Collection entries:

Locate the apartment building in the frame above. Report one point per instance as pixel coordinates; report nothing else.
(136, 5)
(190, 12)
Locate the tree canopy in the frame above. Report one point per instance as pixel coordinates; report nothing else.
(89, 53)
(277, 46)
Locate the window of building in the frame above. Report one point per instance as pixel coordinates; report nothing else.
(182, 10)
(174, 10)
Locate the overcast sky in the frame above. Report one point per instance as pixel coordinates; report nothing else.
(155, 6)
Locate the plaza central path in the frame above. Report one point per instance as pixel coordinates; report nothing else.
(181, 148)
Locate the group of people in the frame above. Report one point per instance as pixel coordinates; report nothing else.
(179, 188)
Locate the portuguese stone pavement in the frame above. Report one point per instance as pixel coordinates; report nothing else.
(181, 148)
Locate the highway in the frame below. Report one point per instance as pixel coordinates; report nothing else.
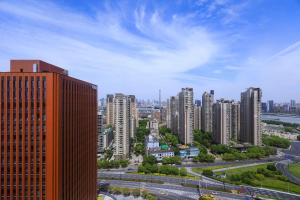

◆ **Required work**
Reprint the data verbatim, pictures excluded.

◆ **Answer to the problem**
Locate the apartment building in the frame above. Report one point per instance as pixel coordinates; report nothing else.
(136, 5)
(190, 12)
Locate the tree canopy in the frame above. Report one point per instance as pixel coordinates; report nothing else.
(89, 53)
(277, 46)
Locate the window of building in the frame above. Report one point per instance as pixel coordinates; report nothing else.
(182, 10)
(174, 10)
Locate the overcast sky in the frame above. Report one point per instance as pixel coordinates; report nothing else.
(155, 6)
Locate the plaza central path in the frame above. Report one point per instance as pixel coordinates; report nothing else.
(181, 148)
Locate the group of people in the frame above. Report one point per instance as pixel coordinates; report nothing else.
(179, 188)
Locate the portuguese stone pavement in the frame above. Report one point per instance as pixel coordinates; report nothing else.
(181, 148)
Locate the highway in the frame below. Report one point per instance as pixel coordinates; report nothing else.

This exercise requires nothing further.